# TASK PROMPT:
Scan the entries for the word "tower", and copy every line where it appears.

# Records from a collection:
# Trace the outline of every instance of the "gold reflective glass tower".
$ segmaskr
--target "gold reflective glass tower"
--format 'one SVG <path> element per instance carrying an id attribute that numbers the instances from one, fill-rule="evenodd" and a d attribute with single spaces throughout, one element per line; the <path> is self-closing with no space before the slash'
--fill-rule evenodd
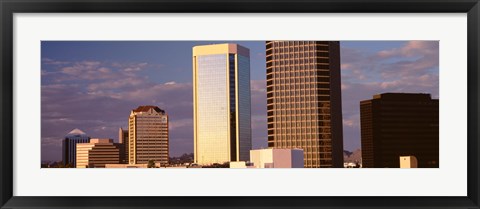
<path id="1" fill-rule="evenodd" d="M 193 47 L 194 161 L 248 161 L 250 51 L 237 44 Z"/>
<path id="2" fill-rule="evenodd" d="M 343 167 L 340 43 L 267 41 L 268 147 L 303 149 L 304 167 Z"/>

---

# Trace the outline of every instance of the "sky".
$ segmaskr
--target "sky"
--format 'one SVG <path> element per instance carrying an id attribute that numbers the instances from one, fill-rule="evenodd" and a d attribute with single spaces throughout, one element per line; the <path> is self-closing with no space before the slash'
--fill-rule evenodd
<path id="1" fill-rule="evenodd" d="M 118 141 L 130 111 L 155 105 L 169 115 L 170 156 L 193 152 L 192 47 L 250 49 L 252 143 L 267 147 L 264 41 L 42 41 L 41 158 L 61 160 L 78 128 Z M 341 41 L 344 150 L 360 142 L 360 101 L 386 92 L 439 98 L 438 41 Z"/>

# OUTPUT FOR THIS EXERCISE:
# Trace the outline of every instance of the "gold reflective glass tower".
--target "gold reflective glass tower"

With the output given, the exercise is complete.